Data records:
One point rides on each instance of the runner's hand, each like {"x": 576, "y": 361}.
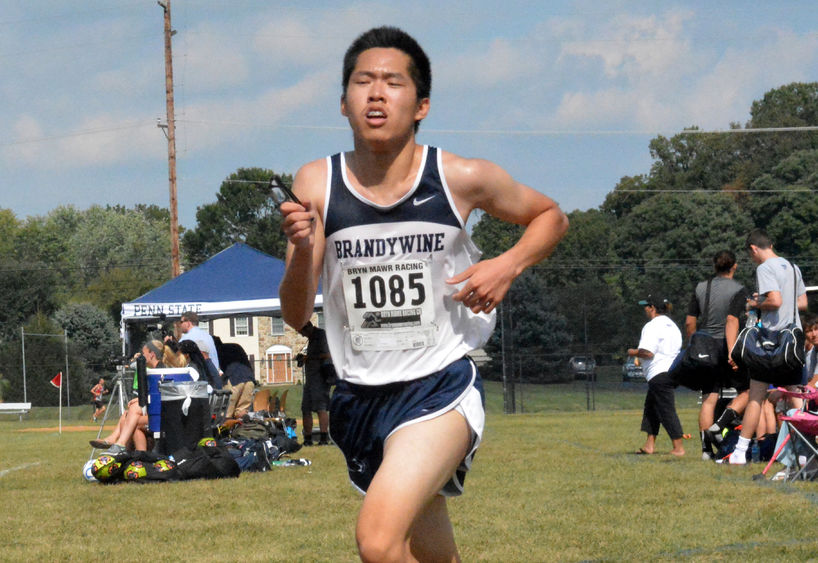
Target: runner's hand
{"x": 299, "y": 223}
{"x": 487, "y": 283}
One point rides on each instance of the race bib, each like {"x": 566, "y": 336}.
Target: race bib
{"x": 390, "y": 306}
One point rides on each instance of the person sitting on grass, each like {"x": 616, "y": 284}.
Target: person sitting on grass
{"x": 131, "y": 430}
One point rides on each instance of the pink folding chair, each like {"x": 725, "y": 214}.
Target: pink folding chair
{"x": 803, "y": 428}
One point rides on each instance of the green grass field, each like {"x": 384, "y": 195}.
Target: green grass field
{"x": 558, "y": 484}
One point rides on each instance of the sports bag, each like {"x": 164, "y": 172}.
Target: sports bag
{"x": 696, "y": 364}
{"x": 776, "y": 353}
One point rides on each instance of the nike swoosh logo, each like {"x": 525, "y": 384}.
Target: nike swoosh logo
{"x": 417, "y": 201}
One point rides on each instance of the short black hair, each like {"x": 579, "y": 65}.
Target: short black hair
{"x": 759, "y": 238}
{"x": 387, "y": 37}
{"x": 190, "y": 316}
{"x": 723, "y": 261}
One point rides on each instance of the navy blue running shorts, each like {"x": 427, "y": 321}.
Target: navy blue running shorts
{"x": 362, "y": 417}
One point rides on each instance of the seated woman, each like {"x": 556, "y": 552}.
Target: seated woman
{"x": 239, "y": 373}
{"x": 200, "y": 363}
{"x": 131, "y": 430}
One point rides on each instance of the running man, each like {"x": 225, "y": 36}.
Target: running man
{"x": 405, "y": 297}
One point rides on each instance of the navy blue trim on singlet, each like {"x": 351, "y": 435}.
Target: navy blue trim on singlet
{"x": 345, "y": 210}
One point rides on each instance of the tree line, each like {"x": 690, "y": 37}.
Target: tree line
{"x": 654, "y": 233}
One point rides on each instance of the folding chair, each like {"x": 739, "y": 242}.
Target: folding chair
{"x": 219, "y": 400}
{"x": 271, "y": 407}
{"x": 803, "y": 428}
{"x": 280, "y": 406}
{"x": 261, "y": 400}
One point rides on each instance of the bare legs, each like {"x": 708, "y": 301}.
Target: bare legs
{"x": 402, "y": 517}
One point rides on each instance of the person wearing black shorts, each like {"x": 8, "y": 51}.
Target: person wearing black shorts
{"x": 707, "y": 312}
{"x": 315, "y": 394}
{"x": 405, "y": 294}
{"x": 781, "y": 293}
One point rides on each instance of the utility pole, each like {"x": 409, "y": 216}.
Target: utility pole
{"x": 170, "y": 133}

Task objective:
Would it be possible to give the material above again exactly, with the pictures left out?

Worked solution:
One point rides on each instance of the runner's hand, each like {"x": 576, "y": 361}.
Target: runner's hand
{"x": 299, "y": 223}
{"x": 487, "y": 283}
One point rides on each instance of the race bib, each like {"x": 566, "y": 336}.
Target: race bib
{"x": 390, "y": 306}
One point rides on each instance of the person sitting on grass, each like {"x": 616, "y": 284}.
Target: person sitting on grass
{"x": 131, "y": 430}
One point rides on each instance of the pink folding chair, each like {"x": 725, "y": 214}.
Target: pink folding chair
{"x": 803, "y": 428}
One point rides on each instance of the green grass field, each like {"x": 384, "y": 195}.
Target: green grass field
{"x": 558, "y": 484}
One point rides on each instance of the sports bag, each like {"x": 164, "y": 172}.
Target: sports bag
{"x": 696, "y": 364}
{"x": 776, "y": 353}
One point rides on each instance of the nike swoosh logo, each like {"x": 525, "y": 384}.
Target: nike swoosh logo
{"x": 417, "y": 201}
One point rides on each instance of the short black hair, each like {"x": 579, "y": 65}.
Target: short black hair
{"x": 759, "y": 238}
{"x": 387, "y": 37}
{"x": 190, "y": 316}
{"x": 723, "y": 261}
One point rides on each instance of the navy blue running shorts, each like {"x": 427, "y": 321}.
Target: navy blue running shorts
{"x": 362, "y": 417}
One point rides on each instance of the seated woman, each like {"x": 556, "y": 552}.
Target: seated woman
{"x": 239, "y": 373}
{"x": 200, "y": 363}
{"x": 131, "y": 430}
One point rides on each instance of the running man, each like {"x": 225, "y": 36}.
Target: running man
{"x": 405, "y": 297}
One point rides on each instance of the navy blue trim on singlet, each like {"x": 351, "y": 435}.
Target: navy blue trim on singlet
{"x": 345, "y": 210}
One point rides on each instance of the tree line, each like {"x": 690, "y": 37}.
Target: tree line
{"x": 654, "y": 233}
One point rides on each instance of the folding chair, each like {"x": 739, "y": 242}.
Target: folding chair
{"x": 219, "y": 400}
{"x": 271, "y": 407}
{"x": 803, "y": 428}
{"x": 280, "y": 406}
{"x": 261, "y": 400}
One point rides on each instance of the bare legs, each like {"x": 708, "y": 301}.
Target: bare legs
{"x": 402, "y": 517}
One point rides on each instance of the person wearing black shorts, each like {"x": 8, "y": 51}.
Target: person wearing black shorts
{"x": 707, "y": 312}
{"x": 315, "y": 394}
{"x": 405, "y": 294}
{"x": 781, "y": 293}
One point rides on each instance of the utility pole, each like {"x": 409, "y": 216}.
Target: utility pole
{"x": 170, "y": 133}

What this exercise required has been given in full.